DATASET RECORDS: Begin

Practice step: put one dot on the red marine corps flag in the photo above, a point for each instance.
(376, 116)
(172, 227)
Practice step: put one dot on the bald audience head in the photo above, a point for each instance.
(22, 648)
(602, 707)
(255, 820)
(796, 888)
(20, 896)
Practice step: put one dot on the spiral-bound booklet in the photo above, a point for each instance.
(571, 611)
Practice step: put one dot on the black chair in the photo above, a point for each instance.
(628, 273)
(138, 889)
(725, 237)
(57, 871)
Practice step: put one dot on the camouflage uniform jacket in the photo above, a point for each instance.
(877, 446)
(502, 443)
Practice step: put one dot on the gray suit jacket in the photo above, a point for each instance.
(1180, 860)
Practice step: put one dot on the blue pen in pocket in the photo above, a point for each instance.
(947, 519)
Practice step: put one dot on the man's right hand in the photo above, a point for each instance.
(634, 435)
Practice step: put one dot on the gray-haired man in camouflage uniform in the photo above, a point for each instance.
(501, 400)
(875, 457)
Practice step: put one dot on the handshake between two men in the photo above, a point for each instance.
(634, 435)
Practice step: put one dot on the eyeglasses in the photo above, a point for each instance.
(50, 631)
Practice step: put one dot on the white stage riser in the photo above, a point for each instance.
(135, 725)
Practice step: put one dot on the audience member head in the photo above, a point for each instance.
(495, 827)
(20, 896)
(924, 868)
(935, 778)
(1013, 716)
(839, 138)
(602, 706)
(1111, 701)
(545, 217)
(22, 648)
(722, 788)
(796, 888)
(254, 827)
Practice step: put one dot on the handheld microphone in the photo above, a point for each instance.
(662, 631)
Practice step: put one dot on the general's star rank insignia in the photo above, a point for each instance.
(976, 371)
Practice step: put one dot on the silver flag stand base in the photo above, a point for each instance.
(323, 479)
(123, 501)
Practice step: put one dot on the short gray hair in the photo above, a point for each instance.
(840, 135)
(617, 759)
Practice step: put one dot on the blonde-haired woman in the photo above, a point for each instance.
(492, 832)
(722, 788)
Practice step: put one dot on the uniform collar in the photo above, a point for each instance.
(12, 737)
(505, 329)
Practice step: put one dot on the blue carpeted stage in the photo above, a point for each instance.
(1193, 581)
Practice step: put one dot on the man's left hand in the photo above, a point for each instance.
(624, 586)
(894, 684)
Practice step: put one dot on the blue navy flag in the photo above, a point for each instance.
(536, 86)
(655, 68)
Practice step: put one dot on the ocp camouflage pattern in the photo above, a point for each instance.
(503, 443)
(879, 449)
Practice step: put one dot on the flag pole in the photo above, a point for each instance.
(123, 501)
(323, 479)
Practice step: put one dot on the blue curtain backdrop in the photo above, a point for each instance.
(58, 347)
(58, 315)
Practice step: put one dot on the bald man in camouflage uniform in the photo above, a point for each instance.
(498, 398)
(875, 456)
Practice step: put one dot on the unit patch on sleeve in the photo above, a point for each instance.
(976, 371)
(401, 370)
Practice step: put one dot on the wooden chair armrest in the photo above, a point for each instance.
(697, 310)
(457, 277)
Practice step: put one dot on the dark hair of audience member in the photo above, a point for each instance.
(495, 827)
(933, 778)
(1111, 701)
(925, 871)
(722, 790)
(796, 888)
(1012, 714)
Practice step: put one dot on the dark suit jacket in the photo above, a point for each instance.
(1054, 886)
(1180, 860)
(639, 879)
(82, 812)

DATASET RECORDS: End

> **TASK DESCRIPTION**: Reproduce, exactly, all the lines shown above.

> **EXERCISE SOLUTION**:
Practice step: put one dot on the red marine corps flag in the photo above, a point for each instance.
(376, 116)
(172, 227)
Practice step: put one dot on the bald audience head in the photo above, a point for each instance.
(22, 648)
(602, 707)
(255, 820)
(796, 888)
(20, 896)
Practice step: put one dot on the spiral-bound booklet in the photo above, a point for each instance.
(571, 611)
Practice step: put one dot on the black chair in the photo above, a point for each instance.
(628, 273)
(138, 889)
(725, 237)
(57, 871)
Practice step: put one dot on the camouflage uniform jacket in the photo above, a point for each instance.
(877, 446)
(502, 443)
Practice step: put one dot on the gray suit jacket in the photo above, a point for each instance.
(1180, 860)
Practice step: put one dot on the blue pen in pocket in the photo above, a point for each instance.
(947, 519)
Practice step: put one dot on the man's right hand in the photo above, a point for each instance.
(634, 435)
Practice step: put one dot on the gray-haired man in camouflage uniform in the photo above, a point for each instance.
(501, 400)
(875, 457)
Practice step: put one dot on the handshake between two men in the photo above, a point for each instance.
(634, 435)
Practice step: put one dot on the eyeglasses in the photo above, a point for each instance.
(50, 631)
Practice step: put one dot on the white stage riser in the photo above, a point for each instance.
(135, 725)
Practice step: put one dot on the audience member head in the photo above, a point for each instance.
(495, 827)
(20, 896)
(924, 868)
(935, 778)
(1013, 716)
(839, 138)
(602, 706)
(1111, 701)
(545, 217)
(22, 648)
(722, 788)
(796, 888)
(254, 827)
Practice step: put one dot on the handheld microphone in the photo above, a point for each instance.
(662, 631)
Practice step: put one dot on the general's star rank insignia in the photo above, a point for each instance.
(976, 371)
Practice step: put one dot on the silver flag stand base in the photo above, a point for each instance.
(323, 479)
(123, 501)
Practice step: put one dot on the short gray hair in the photo above, a point for each instance.
(840, 135)
(617, 759)
Practice step: put one dot on the blonde-haired woman in the photo above, a point for each instance.
(492, 832)
(722, 788)
Practice step: put one dot on the uniform collar in the photo above, a point for each instance.
(12, 737)
(505, 329)
Practice step: put one dot on the blue carpeted stage in the photo above, a point for each instance.
(1193, 581)
Practice step: put one dot on the man's left hand in the photo above, a point for each instance.
(624, 586)
(894, 684)
Practice step: put one dot on the blue navy flag in the photo above, a point for each instance.
(536, 86)
(655, 68)
Practice step: put one dot on the ocp camouflage pattern in the photo above, a point for each instance.
(503, 443)
(879, 449)
Practice step: put one dot on the flag pole in the photo above, a point for each instance.
(123, 501)
(323, 479)
Practice step: put one dot on the blue curtain backdrop in the photo above, a point for each instance.
(58, 347)
(58, 315)
Practice step: put one dot on the bald man in camouflage uniform in the photo above, a point for each instance.
(498, 398)
(875, 456)
Practice step: put one dot on the unit patch on sleeve in the photo above, a point for each instance.
(976, 371)
(401, 370)
Practice step: put one dot on the wooden chair armrest in the photo above, a point for each instance.
(697, 310)
(457, 277)
Practice step: put one dot on the dark hair of audience member in the photo above, a point for each instance.
(495, 827)
(933, 778)
(1111, 701)
(925, 871)
(722, 790)
(796, 888)
(1012, 714)
Practice step: put one dot on the dark suit jacket in the photo above, a point for each instance.
(1054, 886)
(1180, 860)
(639, 879)
(82, 812)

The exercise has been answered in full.